Roundup Tracker - Issues

Issue 1344046

classification
Search for "All text" can't find some Unicode words
Type: behavior Severity: normal
Components: Database Versions:
process
Status: fixed fixed
:
: rouilj : ezio.melotti, pefu, richard, rouilj
Priority: normal : patch

Created on 2005-10-31 16:33 by anonymous, last changed 2019-10-30 22:07 by rouilj.

Messages
msg2046 Author: [hidden] (anonymous) Date: 2005-10-31 16:33
The fulltext search implemented in
backends\indexer_rdbms.py is not able to find words
having specific unicode characters in them. One such
character is the german 'u umlaut' ('ü'), which does
not survive the upper() statement in find().

E. g., if you search for 'Sprünge', wordlist first
contains 'SPR\xc3\x9cNGE', then 'SPR\xc3\x8cNGE'.

To fix this, i replaced line 82:

82c82,83
<         l = [word.upper() for word in wordlist if 26
> len(word) > 1]
---
>         l = [unicode(word, "utf-8",
"replace").upper().encode("utf-8", "replace")
>             for word in wordlist if 26 > len(word) > 1]

woe@gmx.net
msg2047 Author: [hidden] (anonymous) Date: 2007-01-29 18:25
Logged In: NO 

Words with UTF-8 characters are wrongly detected in indexer_ backends.
UTF-8 characters splits words now.

Original in indexer_xapian.py:
for match in re.finditer(r'\b\w{2,25}\b', text.upper()):
  word = match.group(0)

OK:
for match in re.finditer(r'\b\w{2,25}\b', unicode(text, "utf-8","replace").upper(), re.UNICODE):
  word = match.group(0).encode("utf-8", "replace")
msg6451 Author: [hidden] (pefu) Date: 2019-04-03 10:46
Today a coworker surprised me: Indeed he was unable to find a certain
issue in our database because the search term he used contained a german
umlaut. 

Is there any technical reason why the proposed patch has not been
applied in the roundup code base during the past twelve years?

Best regards, Peter Funk
msg6469 Author: [hidden] (rouilj) Date: 2019-04-29 00:45
Hi Peter. I don't know a technical reason why the code wasn't changed.
This patch came in when I wasn't involved with roundup.

Tasks for this exercise
**1.** Answer these questions about the Unicode search issue:
(a) Which character does the first message give as an example that does not survive the upper() statement?
(b) In which file is the original regular expression quoted in the 2007 message?
(c) On what date was msg6451 posted?
**2.** Continue the Roundup issue thread about Unicode search from the point where it ends.
The data below comes from a separate source.

Available data

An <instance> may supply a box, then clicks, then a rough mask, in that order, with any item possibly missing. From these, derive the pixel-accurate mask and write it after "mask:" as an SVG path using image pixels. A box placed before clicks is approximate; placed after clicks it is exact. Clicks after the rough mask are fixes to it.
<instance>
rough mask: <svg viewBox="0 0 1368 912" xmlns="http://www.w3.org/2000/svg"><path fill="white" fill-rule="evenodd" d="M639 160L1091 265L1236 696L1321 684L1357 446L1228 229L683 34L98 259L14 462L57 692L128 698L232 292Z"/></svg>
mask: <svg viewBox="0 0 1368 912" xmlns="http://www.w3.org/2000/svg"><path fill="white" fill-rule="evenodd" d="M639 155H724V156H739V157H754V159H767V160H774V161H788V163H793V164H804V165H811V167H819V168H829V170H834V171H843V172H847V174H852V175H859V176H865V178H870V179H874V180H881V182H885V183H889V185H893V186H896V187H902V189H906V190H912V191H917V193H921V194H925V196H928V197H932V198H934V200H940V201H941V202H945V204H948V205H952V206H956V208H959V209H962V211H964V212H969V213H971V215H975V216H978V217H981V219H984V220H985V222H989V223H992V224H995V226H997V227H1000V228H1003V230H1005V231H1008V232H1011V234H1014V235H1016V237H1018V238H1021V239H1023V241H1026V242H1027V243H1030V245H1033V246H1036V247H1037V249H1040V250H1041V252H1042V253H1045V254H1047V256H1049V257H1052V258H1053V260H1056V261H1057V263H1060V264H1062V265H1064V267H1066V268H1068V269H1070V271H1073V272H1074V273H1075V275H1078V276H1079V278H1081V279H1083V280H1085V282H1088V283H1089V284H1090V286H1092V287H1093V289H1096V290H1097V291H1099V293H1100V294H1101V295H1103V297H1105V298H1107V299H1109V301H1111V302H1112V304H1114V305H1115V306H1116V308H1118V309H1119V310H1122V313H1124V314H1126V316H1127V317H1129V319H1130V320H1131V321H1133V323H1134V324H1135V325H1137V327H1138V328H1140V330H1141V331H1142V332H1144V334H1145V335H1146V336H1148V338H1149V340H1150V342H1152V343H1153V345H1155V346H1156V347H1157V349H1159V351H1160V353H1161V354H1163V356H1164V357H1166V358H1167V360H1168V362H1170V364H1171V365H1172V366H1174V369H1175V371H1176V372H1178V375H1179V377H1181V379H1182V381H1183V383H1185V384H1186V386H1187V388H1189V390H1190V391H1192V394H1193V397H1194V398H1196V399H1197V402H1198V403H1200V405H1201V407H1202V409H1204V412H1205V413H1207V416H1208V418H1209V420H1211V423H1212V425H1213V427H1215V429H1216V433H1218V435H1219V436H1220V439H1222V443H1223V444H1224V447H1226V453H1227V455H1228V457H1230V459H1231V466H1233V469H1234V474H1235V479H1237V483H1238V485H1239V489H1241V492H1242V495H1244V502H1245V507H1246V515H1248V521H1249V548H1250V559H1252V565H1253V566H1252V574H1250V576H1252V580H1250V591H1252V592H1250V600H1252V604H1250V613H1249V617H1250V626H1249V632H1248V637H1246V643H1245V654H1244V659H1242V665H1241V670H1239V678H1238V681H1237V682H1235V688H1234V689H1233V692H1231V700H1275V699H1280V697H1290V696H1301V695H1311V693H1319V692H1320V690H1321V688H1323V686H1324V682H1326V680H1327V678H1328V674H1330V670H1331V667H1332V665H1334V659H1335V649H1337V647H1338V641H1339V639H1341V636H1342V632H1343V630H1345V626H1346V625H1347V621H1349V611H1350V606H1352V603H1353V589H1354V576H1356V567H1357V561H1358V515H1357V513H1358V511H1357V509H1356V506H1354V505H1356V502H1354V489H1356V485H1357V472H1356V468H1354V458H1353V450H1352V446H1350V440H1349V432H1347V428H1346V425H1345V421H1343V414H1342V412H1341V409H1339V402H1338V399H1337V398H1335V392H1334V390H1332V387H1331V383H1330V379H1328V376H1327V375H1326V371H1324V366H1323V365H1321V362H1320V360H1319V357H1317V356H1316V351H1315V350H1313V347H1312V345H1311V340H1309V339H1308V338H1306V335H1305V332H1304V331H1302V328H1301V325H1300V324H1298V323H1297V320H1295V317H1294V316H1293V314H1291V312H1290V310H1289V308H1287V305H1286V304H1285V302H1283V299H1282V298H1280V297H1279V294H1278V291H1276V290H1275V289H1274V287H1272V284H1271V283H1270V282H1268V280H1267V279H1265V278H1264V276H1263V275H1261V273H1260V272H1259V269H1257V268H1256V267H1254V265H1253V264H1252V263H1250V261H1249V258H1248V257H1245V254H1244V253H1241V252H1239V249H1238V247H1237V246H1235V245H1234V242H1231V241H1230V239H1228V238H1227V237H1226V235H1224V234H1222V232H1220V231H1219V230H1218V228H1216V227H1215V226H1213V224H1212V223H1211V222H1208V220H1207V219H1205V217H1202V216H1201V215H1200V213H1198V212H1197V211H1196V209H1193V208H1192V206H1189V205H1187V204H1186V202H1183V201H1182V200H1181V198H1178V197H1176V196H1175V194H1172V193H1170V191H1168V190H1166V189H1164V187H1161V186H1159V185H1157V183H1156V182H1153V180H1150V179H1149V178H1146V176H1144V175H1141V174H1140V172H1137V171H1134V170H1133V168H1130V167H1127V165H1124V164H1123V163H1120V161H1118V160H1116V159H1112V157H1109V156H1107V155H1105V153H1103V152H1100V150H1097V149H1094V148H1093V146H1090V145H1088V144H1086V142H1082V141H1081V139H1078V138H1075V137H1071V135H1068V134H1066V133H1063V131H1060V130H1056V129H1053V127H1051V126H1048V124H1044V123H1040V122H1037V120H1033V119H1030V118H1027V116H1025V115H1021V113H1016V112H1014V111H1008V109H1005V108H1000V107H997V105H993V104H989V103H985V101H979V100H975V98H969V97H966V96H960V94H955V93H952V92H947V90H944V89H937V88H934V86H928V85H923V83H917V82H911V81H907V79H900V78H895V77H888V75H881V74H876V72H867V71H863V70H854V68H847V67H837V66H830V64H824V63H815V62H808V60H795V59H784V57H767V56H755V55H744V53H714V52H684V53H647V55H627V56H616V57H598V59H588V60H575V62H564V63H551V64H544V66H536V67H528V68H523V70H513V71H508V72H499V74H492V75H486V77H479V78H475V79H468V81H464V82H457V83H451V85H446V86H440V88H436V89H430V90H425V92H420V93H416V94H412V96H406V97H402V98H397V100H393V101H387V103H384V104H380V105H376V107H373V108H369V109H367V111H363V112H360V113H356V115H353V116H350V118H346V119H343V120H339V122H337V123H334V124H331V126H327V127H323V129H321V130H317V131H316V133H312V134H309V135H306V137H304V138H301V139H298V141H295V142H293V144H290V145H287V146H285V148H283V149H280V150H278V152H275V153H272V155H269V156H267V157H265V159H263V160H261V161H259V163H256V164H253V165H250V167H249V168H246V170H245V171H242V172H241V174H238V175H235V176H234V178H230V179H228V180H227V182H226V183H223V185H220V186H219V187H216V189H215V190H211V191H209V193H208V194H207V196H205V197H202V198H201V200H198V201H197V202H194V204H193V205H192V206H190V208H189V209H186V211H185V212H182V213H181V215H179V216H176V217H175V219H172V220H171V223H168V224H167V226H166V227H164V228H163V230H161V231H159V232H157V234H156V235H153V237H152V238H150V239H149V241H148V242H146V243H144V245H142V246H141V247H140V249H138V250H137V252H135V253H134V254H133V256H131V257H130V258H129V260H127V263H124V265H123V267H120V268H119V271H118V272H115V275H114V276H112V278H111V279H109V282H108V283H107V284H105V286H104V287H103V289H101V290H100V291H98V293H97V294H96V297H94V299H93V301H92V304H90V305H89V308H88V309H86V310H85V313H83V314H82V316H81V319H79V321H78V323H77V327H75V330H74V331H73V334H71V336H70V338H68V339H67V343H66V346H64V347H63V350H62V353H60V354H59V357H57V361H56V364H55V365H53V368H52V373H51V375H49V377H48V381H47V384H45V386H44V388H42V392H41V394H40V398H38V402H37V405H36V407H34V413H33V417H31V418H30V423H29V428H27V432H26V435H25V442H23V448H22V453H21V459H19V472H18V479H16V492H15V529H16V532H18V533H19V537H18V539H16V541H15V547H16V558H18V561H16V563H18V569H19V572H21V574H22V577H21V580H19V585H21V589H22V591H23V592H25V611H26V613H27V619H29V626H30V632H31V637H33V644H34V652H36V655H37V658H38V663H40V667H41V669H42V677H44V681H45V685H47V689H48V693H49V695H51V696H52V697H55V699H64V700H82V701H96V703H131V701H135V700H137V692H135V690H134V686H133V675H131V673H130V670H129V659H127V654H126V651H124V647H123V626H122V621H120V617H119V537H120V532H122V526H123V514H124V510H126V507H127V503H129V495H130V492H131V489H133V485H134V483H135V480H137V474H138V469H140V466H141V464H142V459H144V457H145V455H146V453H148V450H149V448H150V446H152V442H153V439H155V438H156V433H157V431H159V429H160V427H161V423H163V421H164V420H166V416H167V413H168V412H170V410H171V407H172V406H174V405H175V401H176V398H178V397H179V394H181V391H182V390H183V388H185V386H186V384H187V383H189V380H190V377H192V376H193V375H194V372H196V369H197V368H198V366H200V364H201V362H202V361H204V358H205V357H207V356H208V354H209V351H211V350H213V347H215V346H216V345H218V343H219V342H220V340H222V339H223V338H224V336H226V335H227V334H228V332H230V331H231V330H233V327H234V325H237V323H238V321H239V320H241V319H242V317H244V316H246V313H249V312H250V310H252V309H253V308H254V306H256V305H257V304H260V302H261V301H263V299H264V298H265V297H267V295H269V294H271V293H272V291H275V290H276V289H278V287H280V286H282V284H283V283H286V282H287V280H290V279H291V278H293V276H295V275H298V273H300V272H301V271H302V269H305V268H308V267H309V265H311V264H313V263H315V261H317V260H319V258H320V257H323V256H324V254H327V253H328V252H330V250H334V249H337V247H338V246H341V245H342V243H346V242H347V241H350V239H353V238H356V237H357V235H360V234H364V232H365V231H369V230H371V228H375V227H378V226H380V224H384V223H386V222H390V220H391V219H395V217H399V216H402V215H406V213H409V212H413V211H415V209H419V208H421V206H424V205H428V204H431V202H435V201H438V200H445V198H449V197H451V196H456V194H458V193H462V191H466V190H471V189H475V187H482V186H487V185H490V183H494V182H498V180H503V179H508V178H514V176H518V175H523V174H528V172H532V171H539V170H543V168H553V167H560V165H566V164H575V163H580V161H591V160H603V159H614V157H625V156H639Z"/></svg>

Exercise answers
**1.**
(a) The German 'u umlaut' ('ü').
(b) indexer_xapian.py.
(c) 2019-04-03.

**2.**
Full text indexers like xapian or whoosh I thought were meant
to handle this better than native.

From a process level, there are no tests associated with this
patch. Support for this needs testing on all rdbms back ends at
minimum.

Also support for anydbm should be added, or documentation updates are 
needed to explain this change.
msg6729 Author: [hidden] (rouilj) Date: 2019-10-11 01:27
Ezio:

Can you take a look at this ticket and patch. You have more knowledge about unicode and conversions than I do.

If you say it looks good and it passes existing tests (or if you hve a suggestion on how to add a test for it) I'll commit for 2.0.0 alpha.

-- rouilj
msg6778 Author: [hidden] (ezio.melotti) Date: 2019-10-26 19:21
msg2047 suggests to change the add_text() function in roundup/backends/indexer_xapian.py to decode the text before feeding it to re.finditer() and reencoding the words afterwards (implying text is initially bytes).  

add_text() has changed a bit now, but the call to re.finditer() is still there.  At least on Python 3, the text it receives already seem to be unicode, so the suggested decoding/reencoding is no longer needed.  If it was bytes, the re.finditer() will break because the regex is unicode (and incompatible with bytes).  In Python 2 however, the args might still be bytes (depending on the args sent by the caller), and in that case it would need to be decoded, either in add_text() (probably by using b2s()), or before they get passed to add_text().  add_text() gets called in a number of places (e.g. roundup/backends/rdbms_common.py) and seems to have some tests (in test/test_indexer.py).

Note that the identifier and words are encoded into bytes before sending them to xapian (this might not be necessary, at least on Python 3)

I think in Python 3 the values passed to add_text() should be unicode-only and bytes should be rejected (even if this might be tricky with a shared codebase).  On Python 2 it should support both for backward compatibility, and if the args are bytes they should be decoded before being passed to re.finditer().  If xapian accepts and works with unicode, it might be better to pass unicode in both Py 2 and 3, if not, the identifier and words should be encoded (as it already happens with s2b).  Also consider using .casefold() instead of lower().  Tests should be improved by adding both unicode and bytes args (if supported), and non=ascii text.
msg6779 Author: [hidden] (ezio.melotti) Date: 2019-10-26 19:32
msg2046 suggests to change the find() function in roundup/backends/indexer_rdbms.py to decode the words before passing them to the db (implying the wordlist initially contains bytes).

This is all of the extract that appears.